**GIVEN PROBLEM**
Only the lines starting at the one that contains "Expected: one point per instance of the farm" and running to the end should be repeated, exactly as written.

**EXERCISE MATERIAL**
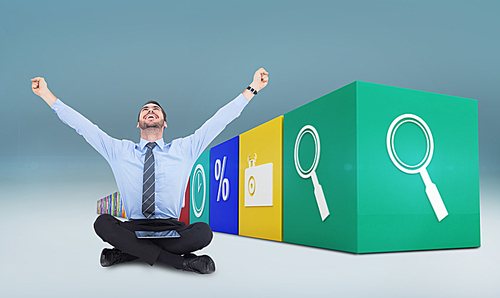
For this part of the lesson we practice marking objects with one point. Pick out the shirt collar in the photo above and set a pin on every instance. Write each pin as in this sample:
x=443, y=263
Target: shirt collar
x=160, y=143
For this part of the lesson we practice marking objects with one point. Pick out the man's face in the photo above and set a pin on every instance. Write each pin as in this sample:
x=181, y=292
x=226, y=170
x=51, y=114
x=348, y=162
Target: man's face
x=151, y=116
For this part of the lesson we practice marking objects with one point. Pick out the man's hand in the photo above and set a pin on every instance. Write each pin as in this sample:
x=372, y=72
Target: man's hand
x=260, y=79
x=39, y=87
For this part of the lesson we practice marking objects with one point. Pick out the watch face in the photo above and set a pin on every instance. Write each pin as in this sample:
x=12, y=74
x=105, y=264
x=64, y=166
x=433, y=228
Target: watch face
x=198, y=190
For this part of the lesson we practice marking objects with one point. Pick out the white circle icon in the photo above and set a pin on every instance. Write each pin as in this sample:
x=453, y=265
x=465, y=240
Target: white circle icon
x=199, y=171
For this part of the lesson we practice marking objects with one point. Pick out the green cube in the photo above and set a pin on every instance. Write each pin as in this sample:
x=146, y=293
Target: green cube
x=372, y=168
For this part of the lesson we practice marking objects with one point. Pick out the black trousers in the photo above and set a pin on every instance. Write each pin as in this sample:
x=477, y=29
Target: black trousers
x=121, y=235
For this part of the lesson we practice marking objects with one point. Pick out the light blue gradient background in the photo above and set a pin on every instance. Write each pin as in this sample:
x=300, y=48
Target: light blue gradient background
x=107, y=59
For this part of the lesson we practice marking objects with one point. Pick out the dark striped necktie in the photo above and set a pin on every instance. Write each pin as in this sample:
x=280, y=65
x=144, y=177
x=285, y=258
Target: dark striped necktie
x=148, y=186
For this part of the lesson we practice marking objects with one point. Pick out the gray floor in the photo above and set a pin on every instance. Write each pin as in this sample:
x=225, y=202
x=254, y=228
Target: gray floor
x=54, y=252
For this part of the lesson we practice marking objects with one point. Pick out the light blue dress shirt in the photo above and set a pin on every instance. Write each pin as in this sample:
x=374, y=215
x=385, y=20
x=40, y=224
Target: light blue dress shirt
x=173, y=161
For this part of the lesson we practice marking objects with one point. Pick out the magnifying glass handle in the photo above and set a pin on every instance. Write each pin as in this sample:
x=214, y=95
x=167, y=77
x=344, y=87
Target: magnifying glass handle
x=434, y=196
x=320, y=197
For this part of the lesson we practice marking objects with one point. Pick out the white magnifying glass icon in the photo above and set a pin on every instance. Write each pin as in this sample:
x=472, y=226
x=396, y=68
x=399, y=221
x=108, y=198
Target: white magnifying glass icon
x=421, y=168
x=311, y=172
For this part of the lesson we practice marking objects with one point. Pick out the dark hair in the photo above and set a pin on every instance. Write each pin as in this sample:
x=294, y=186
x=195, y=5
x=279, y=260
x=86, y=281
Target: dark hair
x=156, y=103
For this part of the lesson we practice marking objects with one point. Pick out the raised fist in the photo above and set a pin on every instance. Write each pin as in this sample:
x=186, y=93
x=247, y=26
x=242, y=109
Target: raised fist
x=39, y=86
x=260, y=79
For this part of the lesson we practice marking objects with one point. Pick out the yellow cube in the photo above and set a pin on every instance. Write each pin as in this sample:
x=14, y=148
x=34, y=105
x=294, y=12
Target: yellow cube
x=261, y=180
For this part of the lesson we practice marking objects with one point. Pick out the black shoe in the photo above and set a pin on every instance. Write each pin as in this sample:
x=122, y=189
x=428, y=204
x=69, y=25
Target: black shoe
x=114, y=256
x=199, y=264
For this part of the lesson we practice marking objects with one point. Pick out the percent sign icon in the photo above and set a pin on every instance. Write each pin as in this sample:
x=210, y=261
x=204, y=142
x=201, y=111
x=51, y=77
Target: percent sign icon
x=220, y=170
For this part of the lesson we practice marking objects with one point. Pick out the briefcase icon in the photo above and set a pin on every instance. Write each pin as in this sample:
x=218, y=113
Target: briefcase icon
x=258, y=184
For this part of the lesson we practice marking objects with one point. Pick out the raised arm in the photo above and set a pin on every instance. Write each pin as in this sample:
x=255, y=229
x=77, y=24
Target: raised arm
x=215, y=125
x=104, y=144
x=39, y=87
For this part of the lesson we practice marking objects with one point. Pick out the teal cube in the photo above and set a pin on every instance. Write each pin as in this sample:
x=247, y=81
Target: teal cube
x=199, y=192
x=372, y=168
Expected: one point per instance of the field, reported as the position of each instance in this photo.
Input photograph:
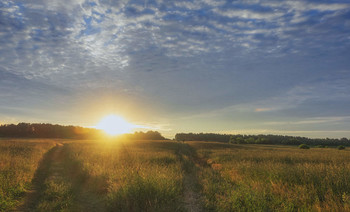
(110, 175)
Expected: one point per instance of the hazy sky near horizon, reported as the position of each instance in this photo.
(280, 67)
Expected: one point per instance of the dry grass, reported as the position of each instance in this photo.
(275, 178)
(19, 160)
(133, 175)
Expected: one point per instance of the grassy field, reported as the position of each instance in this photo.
(274, 178)
(171, 176)
(19, 160)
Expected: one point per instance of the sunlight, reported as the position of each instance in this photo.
(115, 125)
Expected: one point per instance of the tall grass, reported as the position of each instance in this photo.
(273, 178)
(133, 175)
(19, 160)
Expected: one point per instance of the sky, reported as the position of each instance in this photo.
(244, 66)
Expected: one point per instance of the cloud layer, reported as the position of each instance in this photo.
(283, 59)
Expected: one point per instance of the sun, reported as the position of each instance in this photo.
(115, 125)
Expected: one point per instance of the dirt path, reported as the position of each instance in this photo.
(61, 184)
(191, 164)
(48, 164)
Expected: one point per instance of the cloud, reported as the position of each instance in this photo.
(195, 59)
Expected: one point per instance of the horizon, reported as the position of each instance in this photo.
(240, 67)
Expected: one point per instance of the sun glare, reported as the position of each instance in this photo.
(115, 125)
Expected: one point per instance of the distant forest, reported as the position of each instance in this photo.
(28, 130)
(260, 139)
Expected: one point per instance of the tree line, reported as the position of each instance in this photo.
(43, 130)
(261, 139)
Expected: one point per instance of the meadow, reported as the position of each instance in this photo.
(123, 175)
(19, 160)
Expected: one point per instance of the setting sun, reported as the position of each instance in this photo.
(115, 125)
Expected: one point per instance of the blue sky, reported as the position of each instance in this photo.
(279, 67)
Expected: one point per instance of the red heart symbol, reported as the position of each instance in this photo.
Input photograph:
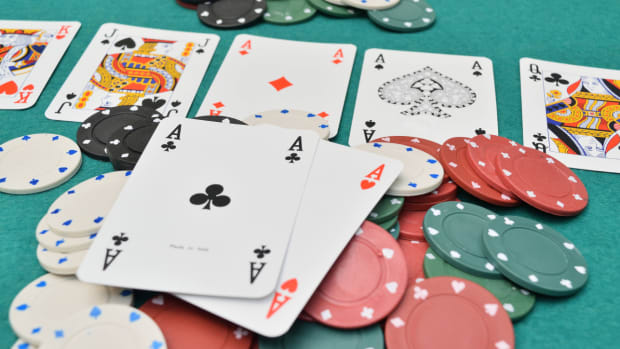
(366, 184)
(8, 88)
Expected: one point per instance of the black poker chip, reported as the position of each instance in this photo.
(231, 13)
(94, 133)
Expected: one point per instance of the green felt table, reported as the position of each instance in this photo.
(575, 32)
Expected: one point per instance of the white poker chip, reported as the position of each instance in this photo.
(80, 211)
(58, 243)
(371, 4)
(38, 162)
(60, 263)
(422, 173)
(293, 119)
(106, 326)
(38, 307)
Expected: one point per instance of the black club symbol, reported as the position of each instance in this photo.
(292, 158)
(557, 79)
(261, 252)
(211, 196)
(168, 146)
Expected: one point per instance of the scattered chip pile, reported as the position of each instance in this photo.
(394, 15)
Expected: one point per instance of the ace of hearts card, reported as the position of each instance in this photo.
(127, 65)
(572, 113)
(428, 95)
(29, 54)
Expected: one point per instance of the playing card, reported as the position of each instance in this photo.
(29, 53)
(343, 187)
(126, 65)
(260, 74)
(416, 94)
(209, 210)
(572, 113)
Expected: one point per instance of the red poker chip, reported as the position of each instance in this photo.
(449, 312)
(365, 284)
(187, 327)
(481, 153)
(453, 157)
(542, 181)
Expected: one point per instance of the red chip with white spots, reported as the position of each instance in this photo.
(365, 284)
(542, 181)
(453, 157)
(449, 312)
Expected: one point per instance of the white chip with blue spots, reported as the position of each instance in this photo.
(422, 173)
(38, 162)
(80, 211)
(46, 301)
(106, 326)
(292, 119)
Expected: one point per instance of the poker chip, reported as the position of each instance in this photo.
(60, 263)
(106, 326)
(454, 230)
(406, 16)
(36, 310)
(293, 119)
(344, 299)
(57, 243)
(231, 13)
(334, 10)
(422, 173)
(288, 11)
(453, 156)
(80, 211)
(542, 181)
(38, 162)
(185, 326)
(94, 133)
(312, 335)
(516, 301)
(449, 312)
(535, 256)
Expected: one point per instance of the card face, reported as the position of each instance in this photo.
(29, 54)
(573, 113)
(343, 187)
(209, 210)
(416, 94)
(126, 65)
(260, 74)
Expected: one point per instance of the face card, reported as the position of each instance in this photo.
(209, 210)
(126, 65)
(260, 74)
(29, 53)
(434, 96)
(343, 187)
(572, 113)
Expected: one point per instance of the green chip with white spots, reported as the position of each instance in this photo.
(454, 229)
(535, 256)
(516, 301)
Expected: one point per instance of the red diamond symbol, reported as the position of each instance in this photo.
(280, 84)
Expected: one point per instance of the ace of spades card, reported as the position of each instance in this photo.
(210, 211)
(572, 113)
(126, 65)
(416, 94)
(260, 74)
(29, 53)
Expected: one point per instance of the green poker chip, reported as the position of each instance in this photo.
(535, 256)
(454, 229)
(406, 16)
(388, 207)
(288, 11)
(516, 301)
(312, 335)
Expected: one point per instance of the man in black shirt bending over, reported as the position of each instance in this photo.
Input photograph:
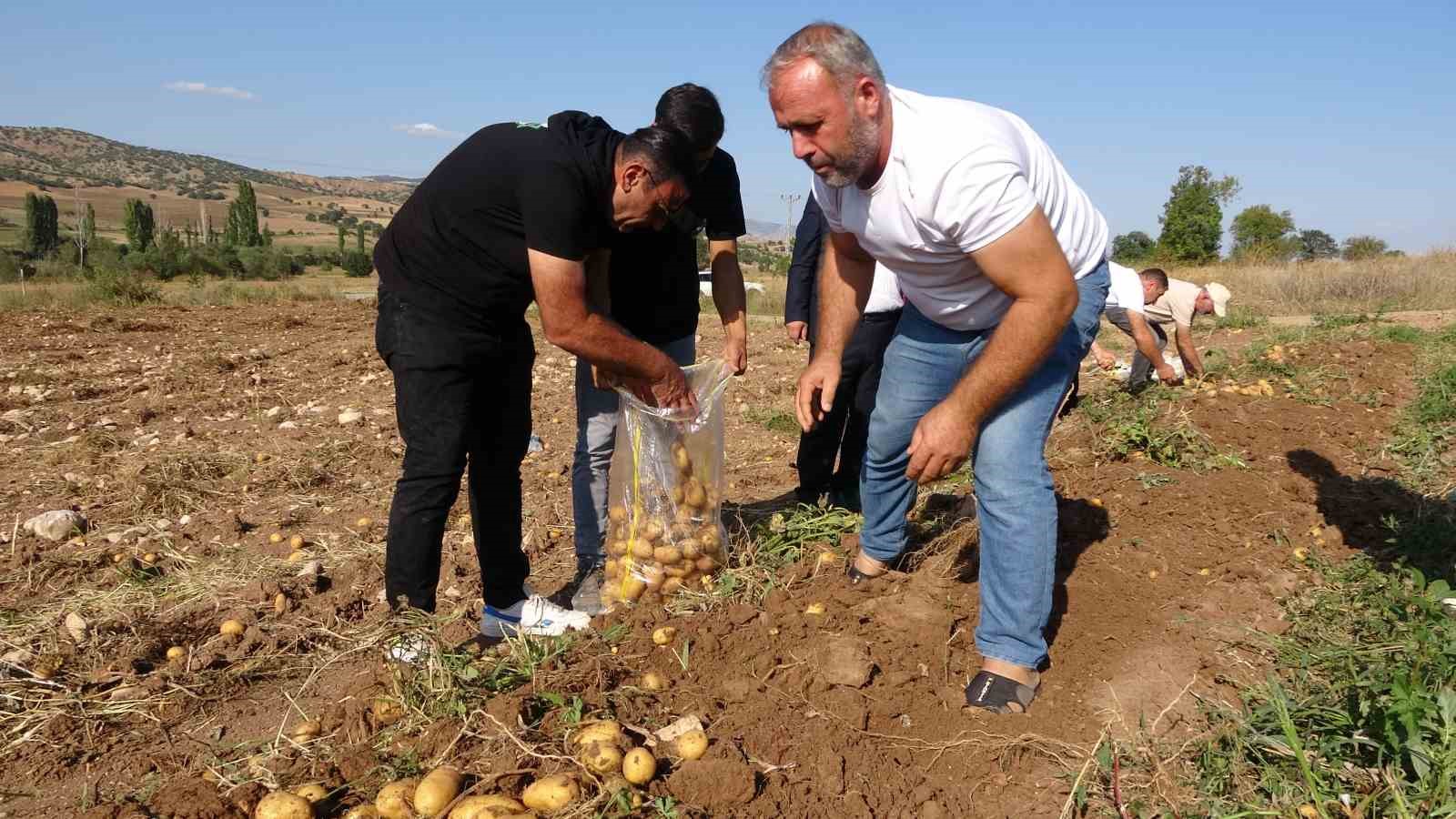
(517, 212)
(662, 264)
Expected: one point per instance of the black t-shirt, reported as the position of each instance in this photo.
(458, 245)
(654, 274)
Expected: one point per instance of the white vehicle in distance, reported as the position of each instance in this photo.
(705, 285)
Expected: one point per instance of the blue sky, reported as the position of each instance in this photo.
(1341, 113)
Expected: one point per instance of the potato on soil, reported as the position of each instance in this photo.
(602, 756)
(386, 712)
(551, 793)
(487, 806)
(283, 804)
(437, 790)
(640, 765)
(313, 792)
(392, 800)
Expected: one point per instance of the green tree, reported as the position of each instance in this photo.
(240, 229)
(1363, 248)
(41, 225)
(1135, 247)
(1193, 216)
(1317, 245)
(1264, 235)
(140, 227)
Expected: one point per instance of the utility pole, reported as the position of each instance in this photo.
(788, 225)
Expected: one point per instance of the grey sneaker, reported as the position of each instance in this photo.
(587, 595)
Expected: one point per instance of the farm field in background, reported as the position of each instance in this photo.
(1216, 547)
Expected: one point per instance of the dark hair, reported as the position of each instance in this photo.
(666, 153)
(1157, 274)
(693, 111)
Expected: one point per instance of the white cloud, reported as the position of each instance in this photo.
(204, 87)
(426, 130)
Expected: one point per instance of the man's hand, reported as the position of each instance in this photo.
(735, 354)
(815, 394)
(941, 443)
(672, 390)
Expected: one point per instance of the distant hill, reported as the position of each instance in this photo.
(65, 157)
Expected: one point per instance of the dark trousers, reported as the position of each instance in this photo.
(844, 431)
(1142, 368)
(463, 398)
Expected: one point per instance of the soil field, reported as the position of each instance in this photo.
(200, 440)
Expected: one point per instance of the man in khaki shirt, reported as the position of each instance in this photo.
(1177, 307)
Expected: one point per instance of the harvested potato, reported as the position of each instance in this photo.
(695, 494)
(602, 756)
(631, 588)
(386, 712)
(652, 530)
(692, 745)
(551, 793)
(640, 765)
(437, 790)
(487, 806)
(306, 731)
(283, 804)
(313, 792)
(392, 800)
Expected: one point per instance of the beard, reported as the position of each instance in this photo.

**OUTPUT OF THE EXERCISE**
Expected: one point per instance of the farm field in background, reported as the position of each instance in this photo.
(1216, 547)
Expected: one point per instance of the dark hair, reported as the position of each instance in this photo.
(666, 153)
(1157, 274)
(693, 111)
Expected: one point per instance of the white cloud, reported as the position of each instance in this photo.
(204, 87)
(426, 130)
Expected: one point per instance of the man's hand, reported as the position of each instance in this photo.
(735, 354)
(815, 394)
(941, 443)
(672, 390)
Expected: one point per instance of the distant hill, reported as the position of each instance in this photo.
(65, 157)
Expected: one point per instance of the dark trousers, reported as the position of each instance in this photo.
(844, 431)
(1142, 368)
(463, 398)
Expected: one point per instance of the soil field, reported as the position of each instance in this photo.
(200, 440)
Expected: one point per instance of the man in khaki shirt, reported as the position of each instance in this photo.
(1177, 307)
Expected: one point per instance of the harvested potato, reported as the position of each instance in this photo.
(695, 494)
(602, 756)
(631, 588)
(386, 712)
(652, 530)
(692, 745)
(551, 793)
(640, 765)
(437, 790)
(487, 806)
(306, 731)
(283, 804)
(313, 792)
(392, 800)
Expected: one point per instance of the beard, reported as the position of each instance in this photo.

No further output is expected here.